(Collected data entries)
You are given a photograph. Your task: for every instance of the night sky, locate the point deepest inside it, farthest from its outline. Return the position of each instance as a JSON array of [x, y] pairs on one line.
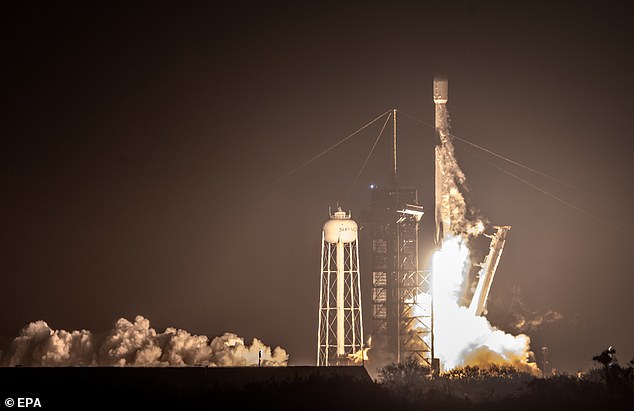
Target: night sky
[[146, 151]]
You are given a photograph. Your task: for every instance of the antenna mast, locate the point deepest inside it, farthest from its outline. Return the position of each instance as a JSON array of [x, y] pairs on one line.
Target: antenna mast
[[394, 170]]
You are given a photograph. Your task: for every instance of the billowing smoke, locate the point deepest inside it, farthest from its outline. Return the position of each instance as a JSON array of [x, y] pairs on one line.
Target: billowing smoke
[[451, 206], [462, 337], [135, 344]]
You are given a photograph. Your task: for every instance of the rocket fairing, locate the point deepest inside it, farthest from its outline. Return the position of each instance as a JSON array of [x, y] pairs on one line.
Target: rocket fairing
[[441, 96]]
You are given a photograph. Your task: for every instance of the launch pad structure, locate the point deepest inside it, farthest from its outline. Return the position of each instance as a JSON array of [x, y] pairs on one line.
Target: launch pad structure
[[402, 307], [402, 322]]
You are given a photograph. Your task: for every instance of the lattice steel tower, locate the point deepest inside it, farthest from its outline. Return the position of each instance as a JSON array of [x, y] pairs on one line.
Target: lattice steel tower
[[340, 335], [402, 322]]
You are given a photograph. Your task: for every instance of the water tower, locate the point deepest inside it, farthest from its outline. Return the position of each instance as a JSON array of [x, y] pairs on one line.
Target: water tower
[[340, 335]]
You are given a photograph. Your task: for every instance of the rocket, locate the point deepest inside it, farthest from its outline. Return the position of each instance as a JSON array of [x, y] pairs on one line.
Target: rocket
[[441, 95]]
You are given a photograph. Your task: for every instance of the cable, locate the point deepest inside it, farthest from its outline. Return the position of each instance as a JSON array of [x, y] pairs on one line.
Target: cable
[[495, 154], [368, 157], [296, 169], [551, 195]]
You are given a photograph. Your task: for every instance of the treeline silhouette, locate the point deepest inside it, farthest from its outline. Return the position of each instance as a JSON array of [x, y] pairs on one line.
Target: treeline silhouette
[[402, 386]]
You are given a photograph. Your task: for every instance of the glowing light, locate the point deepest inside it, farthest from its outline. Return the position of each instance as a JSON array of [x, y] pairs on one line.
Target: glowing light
[[461, 337]]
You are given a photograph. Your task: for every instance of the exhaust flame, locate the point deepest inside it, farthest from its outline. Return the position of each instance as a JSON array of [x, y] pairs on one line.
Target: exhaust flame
[[136, 344], [461, 337]]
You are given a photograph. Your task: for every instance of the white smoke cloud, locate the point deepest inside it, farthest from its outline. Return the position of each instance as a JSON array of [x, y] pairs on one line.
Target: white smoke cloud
[[135, 344], [461, 337]]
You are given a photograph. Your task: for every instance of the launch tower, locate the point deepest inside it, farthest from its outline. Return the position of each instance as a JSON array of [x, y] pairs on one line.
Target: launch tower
[[401, 292]]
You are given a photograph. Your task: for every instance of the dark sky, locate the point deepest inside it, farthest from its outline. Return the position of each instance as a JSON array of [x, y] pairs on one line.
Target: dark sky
[[145, 148]]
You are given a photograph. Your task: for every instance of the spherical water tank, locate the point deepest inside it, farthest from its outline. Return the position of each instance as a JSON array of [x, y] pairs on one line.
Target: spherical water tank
[[340, 227]]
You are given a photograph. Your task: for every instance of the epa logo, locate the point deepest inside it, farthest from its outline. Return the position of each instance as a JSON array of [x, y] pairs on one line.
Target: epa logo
[[23, 402]]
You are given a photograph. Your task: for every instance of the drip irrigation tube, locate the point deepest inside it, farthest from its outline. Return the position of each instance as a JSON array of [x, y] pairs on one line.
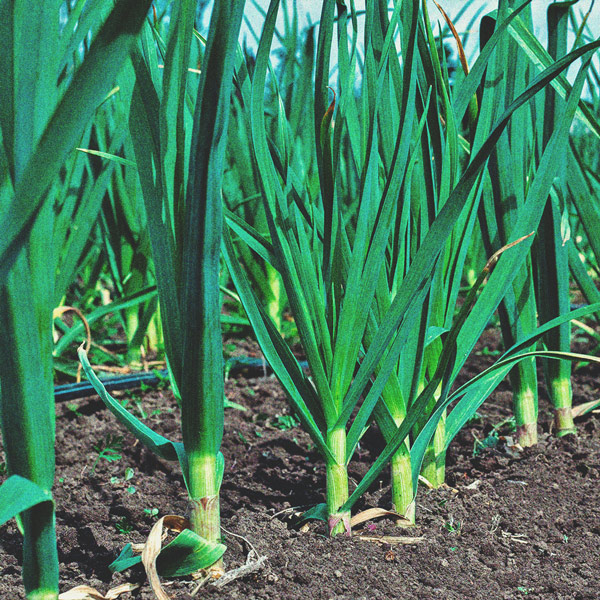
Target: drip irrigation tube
[[234, 366]]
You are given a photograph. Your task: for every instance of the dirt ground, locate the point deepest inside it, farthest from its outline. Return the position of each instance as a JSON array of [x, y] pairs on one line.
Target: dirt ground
[[510, 524]]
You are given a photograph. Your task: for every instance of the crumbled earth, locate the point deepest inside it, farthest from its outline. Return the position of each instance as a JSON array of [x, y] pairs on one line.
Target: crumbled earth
[[510, 524]]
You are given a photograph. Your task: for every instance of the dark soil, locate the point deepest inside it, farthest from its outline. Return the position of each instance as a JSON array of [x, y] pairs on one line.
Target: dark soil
[[510, 524]]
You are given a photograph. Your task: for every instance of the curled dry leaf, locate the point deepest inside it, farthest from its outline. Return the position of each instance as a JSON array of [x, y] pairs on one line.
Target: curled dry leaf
[[85, 592]]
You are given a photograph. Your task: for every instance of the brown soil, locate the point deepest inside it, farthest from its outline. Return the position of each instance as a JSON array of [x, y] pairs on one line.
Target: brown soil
[[510, 524]]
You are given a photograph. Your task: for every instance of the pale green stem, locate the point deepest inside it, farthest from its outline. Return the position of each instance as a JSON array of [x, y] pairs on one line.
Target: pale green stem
[[401, 479], [204, 498], [434, 461], [131, 325], [562, 395], [524, 383]]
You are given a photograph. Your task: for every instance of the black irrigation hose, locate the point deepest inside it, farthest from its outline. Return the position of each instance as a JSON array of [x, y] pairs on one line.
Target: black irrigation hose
[[234, 366]]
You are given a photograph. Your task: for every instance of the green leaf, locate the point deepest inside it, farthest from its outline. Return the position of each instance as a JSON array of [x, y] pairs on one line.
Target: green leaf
[[155, 442]]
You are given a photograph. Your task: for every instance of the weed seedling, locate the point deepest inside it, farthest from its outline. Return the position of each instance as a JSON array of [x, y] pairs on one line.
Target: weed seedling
[[123, 526]]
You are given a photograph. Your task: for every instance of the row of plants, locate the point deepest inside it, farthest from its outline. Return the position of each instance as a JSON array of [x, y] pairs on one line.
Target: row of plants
[[161, 159]]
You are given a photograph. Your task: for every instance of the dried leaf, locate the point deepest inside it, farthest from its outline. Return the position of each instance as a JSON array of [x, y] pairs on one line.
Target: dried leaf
[[152, 549], [85, 592]]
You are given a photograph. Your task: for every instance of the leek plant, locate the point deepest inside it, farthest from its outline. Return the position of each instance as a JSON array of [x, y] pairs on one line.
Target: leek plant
[[366, 290], [49, 200], [541, 287]]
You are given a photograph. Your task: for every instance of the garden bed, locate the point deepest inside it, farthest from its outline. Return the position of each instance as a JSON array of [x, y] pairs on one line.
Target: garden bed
[[510, 524]]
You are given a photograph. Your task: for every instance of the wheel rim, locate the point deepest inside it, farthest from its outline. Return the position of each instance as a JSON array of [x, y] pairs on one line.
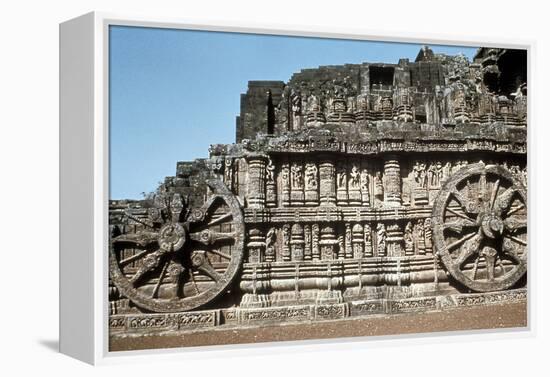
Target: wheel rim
[[182, 258], [480, 227]]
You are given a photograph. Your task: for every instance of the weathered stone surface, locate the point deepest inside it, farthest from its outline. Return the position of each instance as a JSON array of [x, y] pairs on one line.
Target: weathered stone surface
[[352, 190]]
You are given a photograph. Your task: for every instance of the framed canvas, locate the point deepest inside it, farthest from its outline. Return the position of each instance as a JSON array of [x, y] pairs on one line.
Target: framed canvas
[[226, 185]]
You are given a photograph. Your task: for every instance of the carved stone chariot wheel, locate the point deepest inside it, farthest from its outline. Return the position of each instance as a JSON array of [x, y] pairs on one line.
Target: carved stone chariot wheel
[[480, 227], [181, 258]]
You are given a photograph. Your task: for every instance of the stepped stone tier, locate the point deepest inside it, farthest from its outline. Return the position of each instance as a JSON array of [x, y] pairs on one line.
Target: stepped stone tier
[[351, 190]]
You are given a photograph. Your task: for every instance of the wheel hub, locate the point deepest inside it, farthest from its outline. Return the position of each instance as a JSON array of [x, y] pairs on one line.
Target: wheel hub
[[491, 225], [172, 237]]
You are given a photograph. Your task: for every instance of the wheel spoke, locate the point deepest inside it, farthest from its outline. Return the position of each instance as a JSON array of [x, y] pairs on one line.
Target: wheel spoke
[[504, 200], [144, 223], [494, 193], [460, 241], [460, 198], [141, 239], [134, 257], [490, 266], [209, 237], [515, 224], [518, 240], [150, 262], [458, 225], [456, 213], [511, 252], [220, 219], [220, 253], [501, 265], [483, 185], [514, 210], [159, 282], [475, 268], [468, 249], [207, 269]]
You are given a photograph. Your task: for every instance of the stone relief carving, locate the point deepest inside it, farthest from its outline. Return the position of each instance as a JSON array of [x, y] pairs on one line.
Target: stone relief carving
[[347, 201]]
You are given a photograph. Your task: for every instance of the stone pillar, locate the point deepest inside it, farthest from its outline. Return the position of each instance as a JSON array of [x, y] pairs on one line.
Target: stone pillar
[[365, 187], [368, 252], [285, 184], [354, 185], [297, 242], [307, 239], [228, 173], [286, 243], [256, 181], [270, 185], [357, 241], [297, 184], [311, 184], [347, 240], [315, 249], [327, 182], [394, 240], [428, 235], [328, 242], [255, 246], [342, 183], [270, 238], [392, 181]]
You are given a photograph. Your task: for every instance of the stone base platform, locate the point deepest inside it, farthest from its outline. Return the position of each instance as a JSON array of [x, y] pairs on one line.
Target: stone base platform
[[359, 318]]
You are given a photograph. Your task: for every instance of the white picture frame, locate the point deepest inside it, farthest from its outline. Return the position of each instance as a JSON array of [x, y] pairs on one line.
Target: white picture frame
[[84, 164]]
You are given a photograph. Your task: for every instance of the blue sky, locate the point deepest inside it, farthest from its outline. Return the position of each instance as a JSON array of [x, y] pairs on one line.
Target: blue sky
[[175, 92]]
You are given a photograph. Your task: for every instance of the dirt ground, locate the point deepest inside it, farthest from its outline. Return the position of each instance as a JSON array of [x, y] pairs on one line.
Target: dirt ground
[[472, 318]]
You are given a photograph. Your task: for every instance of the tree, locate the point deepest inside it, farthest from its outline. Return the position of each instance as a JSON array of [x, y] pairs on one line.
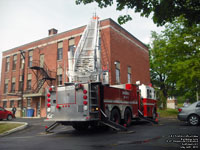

> TASK BRIEF
Turn the records, from the line with "the white picture" up to and including the last line of the records, into a Markdown table with the columns No. and Line, numbering each row. Skip blank lines and leave the pictures out.

> RESPONSE
| No. | Line |
|---|---|
| 1 | You are given a photograph. Your task: for every instance of the white picture frame, locate the point deepest inside it, farthest from its outline. Return the position of each instance as a JSON array of [x, y] pairs on one line. |
| 2 | Target: white picture frame |
| 3 | [[84, 164]] |
| 4 | You are given a photograph. Your task: for every instance of the blue sky, locate the point deepest inside it, farthest from its outline. Return the position of each instance as a JSON array of [x, y] pairs on one line. |
| 5 | Target: blue sky |
| 6 | [[175, 92]] |
| 7 | You are given a photograph. Your task: for every instance of the dirt ground, locate the point deepest inside it, farthest from its outline. Return the position of each instance as a JSON array of [x, y] pairs on one line. |
| 8 | Target: dirt ground |
| 9 | [[472, 318]] |
| 10 | You are given a photograph. Your task: for every instance of the tree, locate the point deepest inside it, farthest from its outline. Return the position of each instance as a JSON array of [x, y] pairs on one line. |